## THE PROBLEM
Would you retype every entry that follows without altering a word?

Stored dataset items

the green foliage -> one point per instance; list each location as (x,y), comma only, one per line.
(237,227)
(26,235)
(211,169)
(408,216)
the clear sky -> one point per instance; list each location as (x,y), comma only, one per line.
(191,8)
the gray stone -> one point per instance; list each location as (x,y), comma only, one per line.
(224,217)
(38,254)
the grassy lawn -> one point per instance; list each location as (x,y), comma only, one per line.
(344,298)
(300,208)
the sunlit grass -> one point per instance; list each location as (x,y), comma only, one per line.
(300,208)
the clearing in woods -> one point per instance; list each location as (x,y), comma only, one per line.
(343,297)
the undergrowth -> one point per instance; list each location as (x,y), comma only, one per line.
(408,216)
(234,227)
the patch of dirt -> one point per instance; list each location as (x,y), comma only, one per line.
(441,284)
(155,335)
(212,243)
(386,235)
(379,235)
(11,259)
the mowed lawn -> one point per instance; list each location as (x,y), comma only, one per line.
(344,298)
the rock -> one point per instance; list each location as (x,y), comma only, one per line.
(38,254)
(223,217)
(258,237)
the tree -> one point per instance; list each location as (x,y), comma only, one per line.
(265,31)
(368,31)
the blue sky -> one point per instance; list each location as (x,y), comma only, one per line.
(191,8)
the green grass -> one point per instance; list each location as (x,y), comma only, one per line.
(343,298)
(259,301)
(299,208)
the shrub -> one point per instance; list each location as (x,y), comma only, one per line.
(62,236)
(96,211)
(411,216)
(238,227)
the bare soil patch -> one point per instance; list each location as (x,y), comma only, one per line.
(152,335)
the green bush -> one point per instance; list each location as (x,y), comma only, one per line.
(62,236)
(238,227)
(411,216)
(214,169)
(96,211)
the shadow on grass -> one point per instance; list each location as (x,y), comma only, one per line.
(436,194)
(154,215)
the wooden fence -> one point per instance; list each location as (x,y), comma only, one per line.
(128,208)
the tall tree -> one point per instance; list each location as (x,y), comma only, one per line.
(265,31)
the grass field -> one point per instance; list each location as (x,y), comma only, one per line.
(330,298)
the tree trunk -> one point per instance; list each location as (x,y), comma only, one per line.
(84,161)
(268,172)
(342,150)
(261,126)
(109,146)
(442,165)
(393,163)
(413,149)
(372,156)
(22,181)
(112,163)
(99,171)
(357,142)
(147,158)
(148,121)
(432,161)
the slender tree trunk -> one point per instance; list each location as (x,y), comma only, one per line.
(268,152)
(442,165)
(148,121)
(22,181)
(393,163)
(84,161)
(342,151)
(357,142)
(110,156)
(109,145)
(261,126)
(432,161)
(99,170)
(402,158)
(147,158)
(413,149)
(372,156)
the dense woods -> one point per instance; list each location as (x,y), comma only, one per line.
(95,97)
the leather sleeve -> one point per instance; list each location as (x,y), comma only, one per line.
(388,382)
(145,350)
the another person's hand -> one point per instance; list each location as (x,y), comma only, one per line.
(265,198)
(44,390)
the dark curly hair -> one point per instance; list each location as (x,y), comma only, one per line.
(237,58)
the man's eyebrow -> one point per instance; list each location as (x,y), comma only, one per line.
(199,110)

## EXERCISE RESPONSE
the green foliage -> one point per instance; list each location as (x,y), comma only, one per line.
(237,227)
(26,235)
(211,169)
(408,216)
the clear sky -> one point per instance; list each location as (x,y), comma only, one per line.
(191,8)
the gray stone -> one point per instance; list each location as (x,y), comma only, one per line.
(224,217)
(38,254)
the grassy lawn -> one point per instance; list each location as (x,y), comma only, one per line.
(344,298)
(300,208)
the sunlit grass -> one point per instance; list each location as (x,y), comma only, one per line.
(300,208)
the clearing in woods -> one point per instance; list each location as (x,y), comma only, one per line.
(343,297)
the undergrowth -> one point per instance; list each location as (x,y), comma only, one per line.
(408,216)
(234,227)
the patch of dirt -> one point per instance; list each location as (x,y), comma only, one per line.
(441,284)
(155,335)
(212,243)
(386,235)
(379,235)
(11,259)
the mowed lawn -> one point per instance; list each location as (x,y), comma only, one per line.
(344,298)
the rock -> one point per instance; list each location as (x,y), comma only, one per line.
(38,254)
(223,217)
(258,237)
the tree -> one point per instance; list each location as (x,y), comma only, one per line.
(265,31)
(368,31)
the blue sky -> one point per instance; list each location as (x,y), comma only, one per line.
(191,8)
the green grass -> one point per instance; list each location as (x,y), comma only, one per line.
(343,298)
(259,301)
(299,208)
the shrub -> one point per instance; list each location as (x,y), comma only, one per line.
(62,236)
(96,211)
(411,216)
(238,227)
the bare soil patch -> one point per instance; list each location as (x,y), comma only, one per line.
(152,335)
the green bush -> one point per instance; list each location as (x,y), comma only, one per line.
(62,236)
(238,227)
(411,216)
(214,169)
(96,211)
the shadow on grass -> one point per instance; list each location as (x,y), comma only, one per line.
(436,194)
(154,215)
the wooden fence -> one point per instance; list each location as (x,y), comma only, one per line.
(128,208)
the tall tree -> one point per instance; list each location as (x,y), comma only, one per line.
(265,31)
the grass field -> one point per instance; list each location as (x,y), comma only, one per line.
(330,298)
the tree trunk -> one point per instance; list each location as (x,y), comma only, one per line.
(84,161)
(268,172)
(342,150)
(261,126)
(109,146)
(442,165)
(393,163)
(413,149)
(372,156)
(22,181)
(112,163)
(99,171)
(357,142)
(147,158)
(148,121)
(432,161)
the slender tree trunk -> one point per instance; list each location as (x,y), comma only, one per line.
(268,152)
(442,165)
(148,121)
(22,181)
(393,163)
(84,161)
(342,151)
(357,142)
(110,156)
(109,145)
(261,126)
(432,161)
(99,170)
(402,158)
(147,158)
(413,149)
(372,156)
the dense woods -> one point per instance; list each location as (x,y), comma only, one per line.
(95,97)
the leather sleeve -> one point per instance; list each location as (x,y), comma only, one per line.
(388,382)
(145,350)
the another person's hand -> one point per instance; list each location as (x,y), comma only, one per line.
(265,198)
(44,390)
the dark curly hair -> one point per instance; list each location as (x,y), comma only, one per line.
(237,58)
the man's eyebrow -> one point per instance; list each location as (x,y), comma only, one per line.
(199,110)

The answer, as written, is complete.